(Stored dataset items)
=-=-=-=-=

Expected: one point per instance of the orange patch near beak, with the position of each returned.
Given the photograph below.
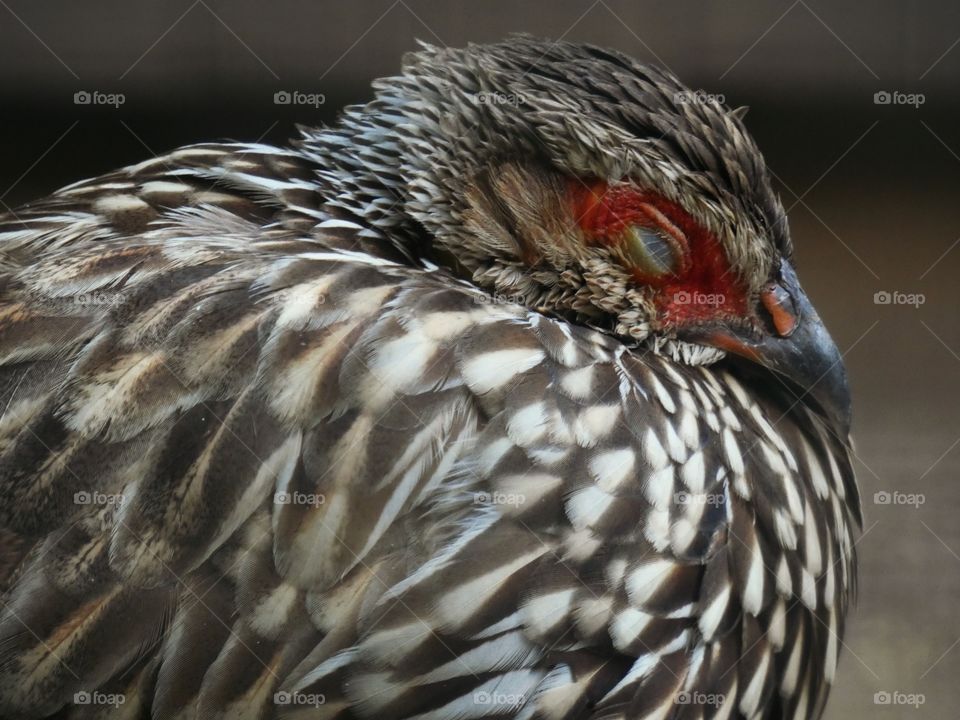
(777, 302)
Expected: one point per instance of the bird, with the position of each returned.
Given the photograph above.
(497, 397)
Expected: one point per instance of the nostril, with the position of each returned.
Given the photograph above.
(781, 308)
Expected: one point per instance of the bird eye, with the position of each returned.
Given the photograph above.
(651, 251)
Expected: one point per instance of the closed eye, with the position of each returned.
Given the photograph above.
(655, 254)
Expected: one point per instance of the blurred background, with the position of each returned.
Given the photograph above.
(872, 182)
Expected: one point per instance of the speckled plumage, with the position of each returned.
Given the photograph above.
(298, 432)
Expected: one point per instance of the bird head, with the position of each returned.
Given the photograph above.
(585, 185)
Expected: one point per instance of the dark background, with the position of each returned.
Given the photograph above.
(873, 193)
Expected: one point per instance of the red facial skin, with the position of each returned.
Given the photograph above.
(705, 287)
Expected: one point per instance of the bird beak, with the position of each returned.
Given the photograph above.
(795, 345)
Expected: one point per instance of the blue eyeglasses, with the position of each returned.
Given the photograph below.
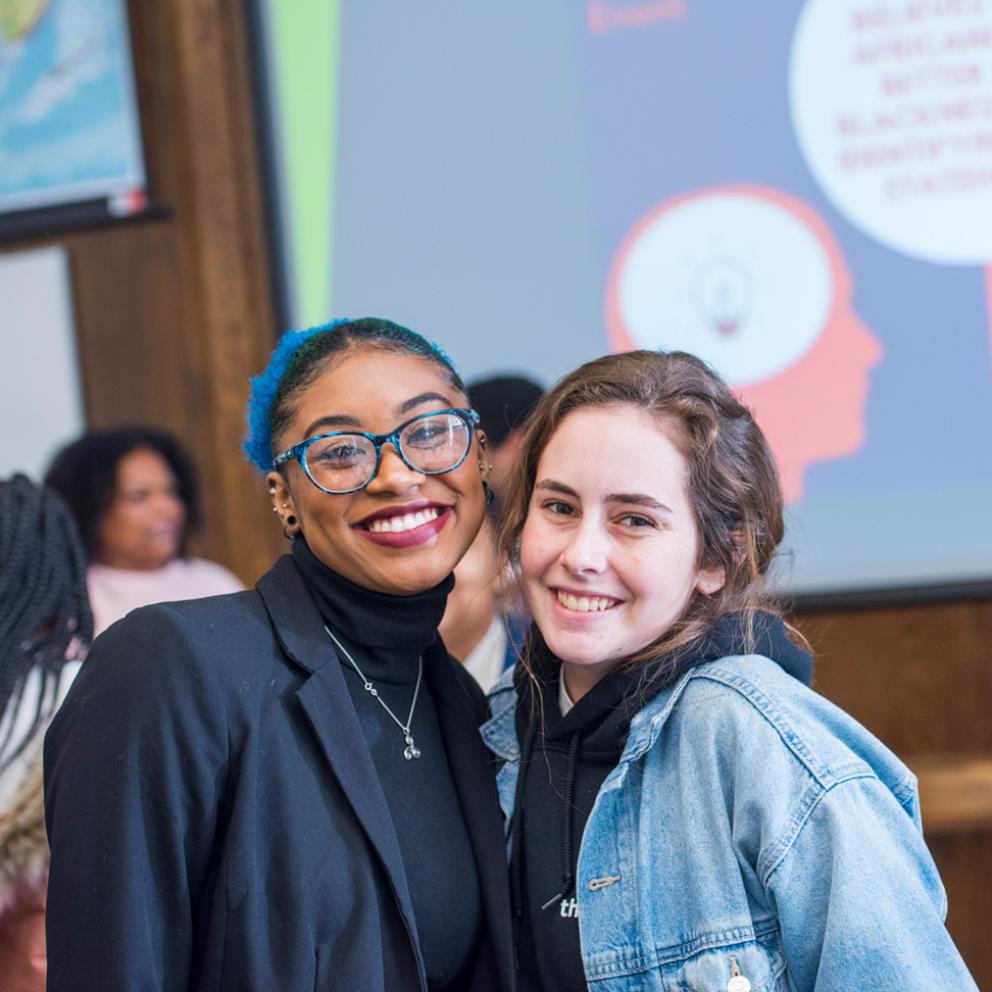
(346, 461)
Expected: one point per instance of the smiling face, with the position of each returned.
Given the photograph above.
(142, 528)
(405, 531)
(610, 549)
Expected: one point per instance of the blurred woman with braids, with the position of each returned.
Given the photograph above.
(45, 626)
(134, 494)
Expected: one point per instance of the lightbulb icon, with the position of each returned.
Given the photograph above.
(721, 291)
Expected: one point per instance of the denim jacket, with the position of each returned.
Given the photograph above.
(753, 837)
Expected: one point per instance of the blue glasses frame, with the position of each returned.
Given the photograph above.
(298, 452)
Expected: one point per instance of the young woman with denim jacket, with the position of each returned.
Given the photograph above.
(684, 813)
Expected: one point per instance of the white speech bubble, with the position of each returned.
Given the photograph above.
(734, 277)
(892, 108)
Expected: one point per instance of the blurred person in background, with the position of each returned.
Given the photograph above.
(503, 403)
(484, 623)
(45, 626)
(133, 492)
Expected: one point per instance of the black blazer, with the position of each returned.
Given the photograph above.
(215, 819)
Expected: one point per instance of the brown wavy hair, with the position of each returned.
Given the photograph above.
(732, 479)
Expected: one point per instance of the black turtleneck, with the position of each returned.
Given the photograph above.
(565, 760)
(387, 635)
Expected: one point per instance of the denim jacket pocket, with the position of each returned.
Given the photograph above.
(757, 966)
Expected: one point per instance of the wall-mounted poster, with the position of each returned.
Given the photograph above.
(70, 137)
(799, 191)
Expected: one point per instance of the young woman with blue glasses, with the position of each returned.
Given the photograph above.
(684, 813)
(286, 788)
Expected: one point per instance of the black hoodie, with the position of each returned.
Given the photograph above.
(564, 760)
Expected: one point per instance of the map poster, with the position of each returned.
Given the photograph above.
(69, 127)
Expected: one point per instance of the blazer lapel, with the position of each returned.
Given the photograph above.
(474, 774)
(329, 710)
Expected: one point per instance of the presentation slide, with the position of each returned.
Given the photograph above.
(800, 193)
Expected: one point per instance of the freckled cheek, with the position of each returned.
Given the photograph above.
(538, 550)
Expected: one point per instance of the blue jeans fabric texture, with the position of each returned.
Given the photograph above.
(751, 828)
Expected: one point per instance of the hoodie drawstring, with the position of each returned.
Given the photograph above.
(517, 834)
(567, 875)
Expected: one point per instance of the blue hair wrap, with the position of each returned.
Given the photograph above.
(257, 445)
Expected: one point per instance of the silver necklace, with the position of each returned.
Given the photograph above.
(411, 750)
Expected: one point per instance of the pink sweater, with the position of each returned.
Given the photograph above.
(114, 592)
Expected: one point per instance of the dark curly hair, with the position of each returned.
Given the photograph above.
(45, 617)
(84, 474)
(732, 477)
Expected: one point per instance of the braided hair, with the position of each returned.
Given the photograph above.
(45, 617)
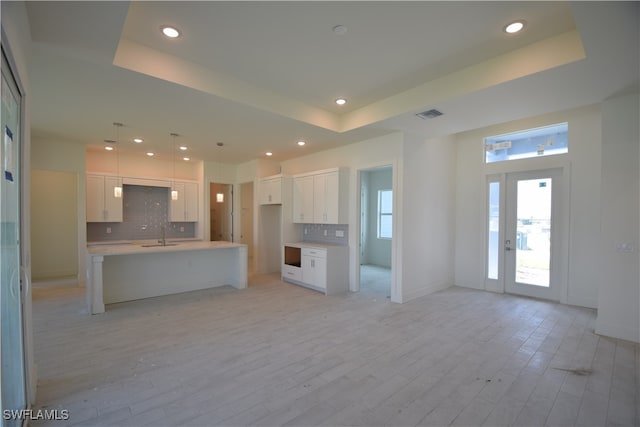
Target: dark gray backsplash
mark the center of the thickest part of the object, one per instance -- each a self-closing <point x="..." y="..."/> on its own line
<point x="145" y="211"/>
<point x="315" y="233"/>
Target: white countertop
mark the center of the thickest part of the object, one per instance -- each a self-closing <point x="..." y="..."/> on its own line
<point x="132" y="248"/>
<point x="313" y="245"/>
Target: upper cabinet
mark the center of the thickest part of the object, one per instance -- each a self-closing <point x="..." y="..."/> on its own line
<point x="102" y="205"/>
<point x="321" y="197"/>
<point x="185" y="208"/>
<point x="303" y="199"/>
<point x="270" y="190"/>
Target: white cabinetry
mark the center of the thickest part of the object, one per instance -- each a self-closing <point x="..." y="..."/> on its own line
<point x="270" y="190"/>
<point x="324" y="268"/>
<point x="303" y="199"/>
<point x="314" y="267"/>
<point x="185" y="209"/>
<point x="102" y="205"/>
<point x="321" y="197"/>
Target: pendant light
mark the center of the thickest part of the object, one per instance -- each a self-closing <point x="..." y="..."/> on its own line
<point x="174" y="191"/>
<point x="117" y="190"/>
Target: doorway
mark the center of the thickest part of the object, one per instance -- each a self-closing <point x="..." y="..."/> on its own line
<point x="15" y="290"/>
<point x="221" y="212"/>
<point x="376" y="228"/>
<point x="526" y="233"/>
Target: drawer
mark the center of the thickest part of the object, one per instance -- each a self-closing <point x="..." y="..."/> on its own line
<point x="291" y="272"/>
<point x="320" y="253"/>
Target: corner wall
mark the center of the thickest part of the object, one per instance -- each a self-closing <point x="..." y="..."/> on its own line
<point x="428" y="215"/>
<point x="619" y="292"/>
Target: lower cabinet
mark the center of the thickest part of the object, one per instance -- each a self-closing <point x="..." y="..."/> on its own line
<point x="324" y="268"/>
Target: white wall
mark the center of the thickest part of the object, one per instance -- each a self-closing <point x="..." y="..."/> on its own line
<point x="16" y="39"/>
<point x="619" y="292"/>
<point x="428" y="220"/>
<point x="61" y="156"/>
<point x="584" y="163"/>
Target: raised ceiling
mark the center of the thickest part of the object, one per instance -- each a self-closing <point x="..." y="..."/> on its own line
<point x="259" y="76"/>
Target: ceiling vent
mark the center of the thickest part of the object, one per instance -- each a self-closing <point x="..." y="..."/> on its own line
<point x="430" y="114"/>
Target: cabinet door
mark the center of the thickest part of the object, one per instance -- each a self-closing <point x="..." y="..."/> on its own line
<point x="326" y="198"/>
<point x="191" y="202"/>
<point x="95" y="198"/>
<point x="176" y="207"/>
<point x="314" y="271"/>
<point x="112" y="204"/>
<point x="303" y="199"/>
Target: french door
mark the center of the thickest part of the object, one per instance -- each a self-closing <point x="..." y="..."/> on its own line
<point x="526" y="233"/>
<point x="13" y="371"/>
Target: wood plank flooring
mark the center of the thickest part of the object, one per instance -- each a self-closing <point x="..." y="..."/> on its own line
<point x="278" y="354"/>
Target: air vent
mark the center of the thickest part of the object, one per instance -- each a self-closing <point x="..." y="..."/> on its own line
<point x="430" y="114"/>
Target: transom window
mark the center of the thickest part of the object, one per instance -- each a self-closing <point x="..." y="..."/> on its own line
<point x="385" y="211"/>
<point x="544" y="141"/>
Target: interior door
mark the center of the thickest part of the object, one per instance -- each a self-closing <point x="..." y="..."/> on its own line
<point x="13" y="373"/>
<point x="533" y="234"/>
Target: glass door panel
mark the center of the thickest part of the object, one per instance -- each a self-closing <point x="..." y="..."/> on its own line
<point x="532" y="233"/>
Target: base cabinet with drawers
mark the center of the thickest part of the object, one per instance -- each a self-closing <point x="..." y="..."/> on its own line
<point x="324" y="268"/>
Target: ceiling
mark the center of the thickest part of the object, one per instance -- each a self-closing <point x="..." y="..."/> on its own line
<point x="260" y="76"/>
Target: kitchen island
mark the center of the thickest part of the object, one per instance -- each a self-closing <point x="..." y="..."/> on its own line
<point x="126" y="272"/>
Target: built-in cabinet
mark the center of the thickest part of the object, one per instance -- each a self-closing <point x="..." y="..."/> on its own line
<point x="185" y="208"/>
<point x="102" y="205"/>
<point x="270" y="190"/>
<point x="321" y="197"/>
<point x="314" y="267"/>
<point x="324" y="268"/>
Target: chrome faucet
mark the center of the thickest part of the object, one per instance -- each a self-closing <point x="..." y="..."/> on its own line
<point x="164" y="239"/>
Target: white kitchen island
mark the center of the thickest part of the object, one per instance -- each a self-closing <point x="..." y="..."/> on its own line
<point x="126" y="272"/>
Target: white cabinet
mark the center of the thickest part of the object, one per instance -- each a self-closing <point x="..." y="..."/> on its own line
<point x="321" y="197"/>
<point x="270" y="190"/>
<point x="324" y="268"/>
<point x="303" y="199"/>
<point x="185" y="209"/>
<point x="102" y="205"/>
<point x="314" y="267"/>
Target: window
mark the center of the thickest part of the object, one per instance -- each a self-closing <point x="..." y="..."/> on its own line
<point x="385" y="210"/>
<point x="525" y="144"/>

=-=-=-=-=

» TASK STATEMENT: Print nothing but the lines from the line with "Target: chrome faucet" to the last line of the records above. Both of those lines count.

» THE REPLY:
Target: chrome faucet
mark the center of the thickest part of the object, one per instance -- each a self-closing <point x="..." y="..."/> on its own line
<point x="164" y="239"/>
Target: white kitchen island
mark the center of the thickest part of the object, one per instance -- each a self-closing <point x="..." y="..."/> on its own line
<point x="126" y="272"/>
Target: white cabinet
mark the center of the thickest part of the object, one per instance -- each a self-closing <point x="..." y="..."/> on its own line
<point x="321" y="197"/>
<point x="270" y="190"/>
<point x="324" y="268"/>
<point x="303" y="199"/>
<point x="185" y="209"/>
<point x="102" y="205"/>
<point x="314" y="267"/>
Target: window
mark the center of the thickest part of the object, one per instance -- each a self-closing <point x="..." y="..."/> on its own line
<point x="385" y="210"/>
<point x="525" y="144"/>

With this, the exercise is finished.